[BEGIN Text extract]

/cluster

Small private cluster

Primary LanguagePythonMIT LicenseMIT

Travis state

Small private cluster

Original vision

This repository contains a self-sufficient configuration allowing to set-up a small private cluster to deploy, manage and host your common linux-based web applications.

The original goal was to scatter many applications across a cluster by pairs of nodes: one active node where the application runs and one passive node where data is replicated. Each node can then be an active node for an application and a passive node for another one, so that applications can be quickly moved to their passive node, to balance the load across the cluster.

It is designed with the following goals in mind:

  • Open source : configuration and all components provided and open-source
  • Masterless : every node at the same level - no single point of failure
  • Generic : should support any linux-based web application with any database
  • Affordable : should allow to build a low-cost hosting/CI infrastructure
  • Replicated : data should be replicated on at least two nodes
  • Snapshotted : applications can be instantaneously rollbacked to an earlier state (last hour, last day, last week, etc.)

[END Text extract]
[BEGIN Entries]

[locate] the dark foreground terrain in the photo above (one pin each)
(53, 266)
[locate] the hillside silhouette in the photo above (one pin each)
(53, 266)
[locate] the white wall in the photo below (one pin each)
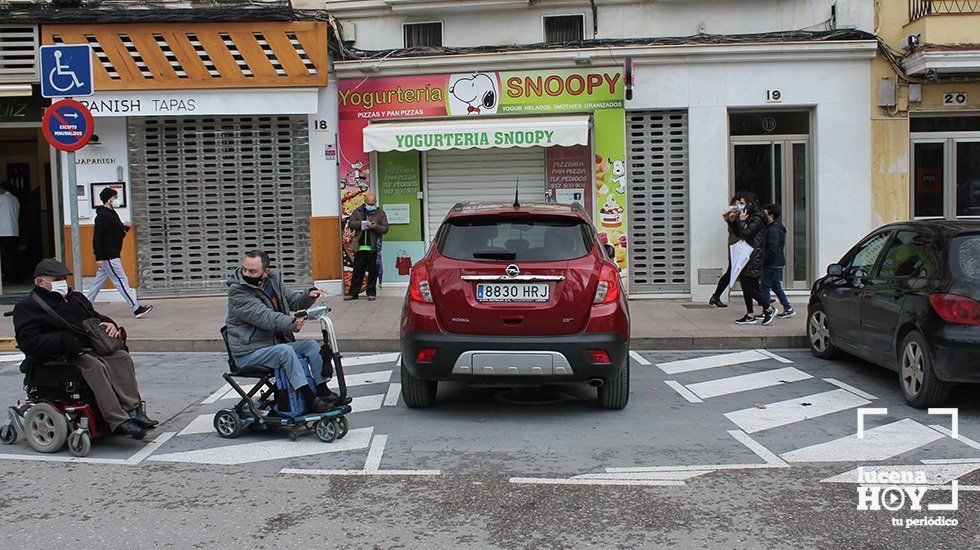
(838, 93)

[END Entries]
[BEGIN Entries]

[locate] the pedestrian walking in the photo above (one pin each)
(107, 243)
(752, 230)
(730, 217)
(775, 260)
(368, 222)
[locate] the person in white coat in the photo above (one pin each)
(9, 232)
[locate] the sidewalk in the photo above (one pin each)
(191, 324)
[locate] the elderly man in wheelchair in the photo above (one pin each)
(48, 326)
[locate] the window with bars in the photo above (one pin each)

[END Entries]
[BEGIN Entries]

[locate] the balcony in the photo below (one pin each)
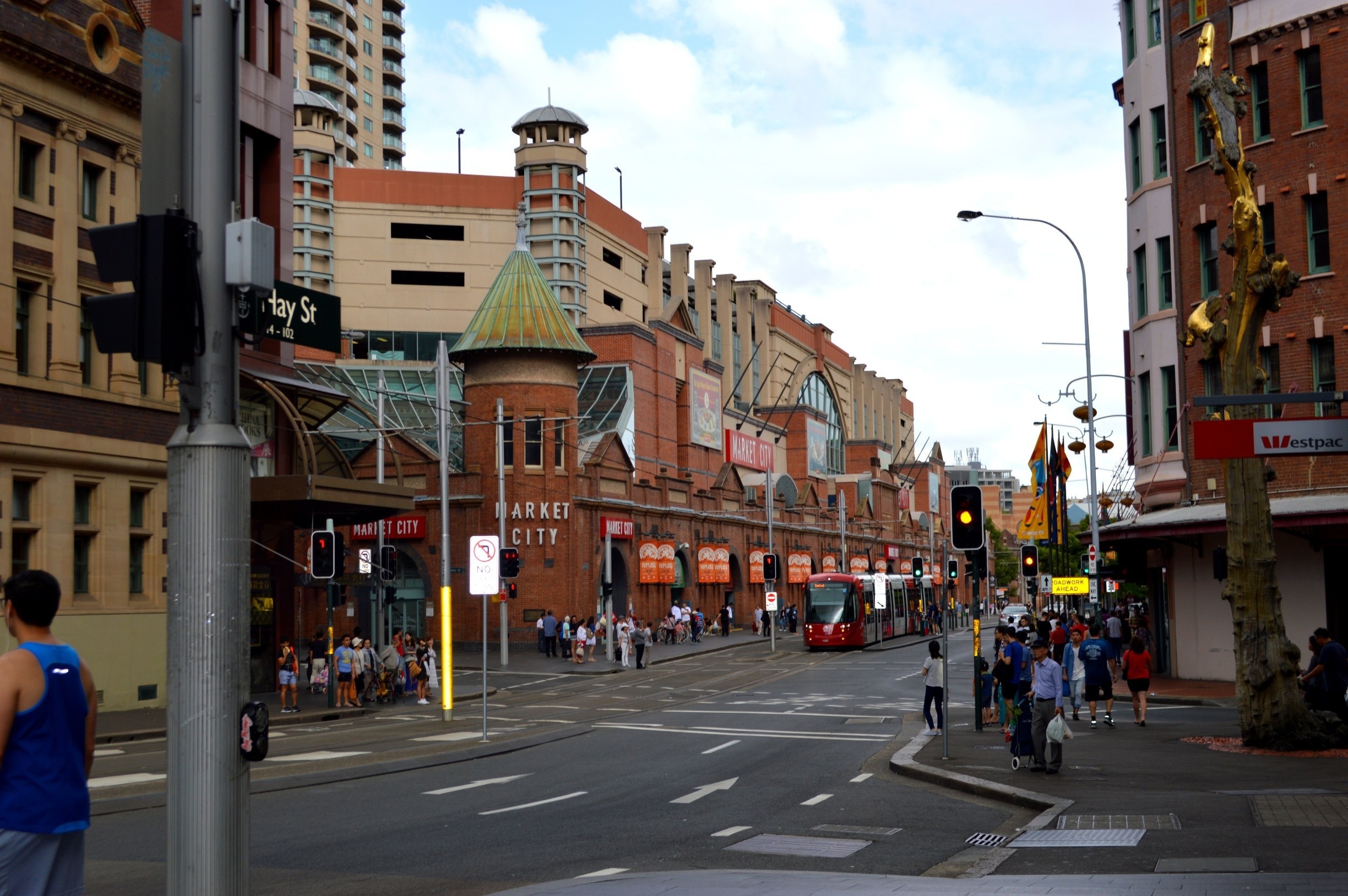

[END Entries]

Exercises:
[1] According to the text about the small private cluster, what happens on the passive node in each pair of nodes?
[2] List every design goal named in the text about the small private cluster.

Task answers:
[1] Data is replicated there.

[2] Open source, Masterless, Generic, Affordable, Replicated, Snapshotted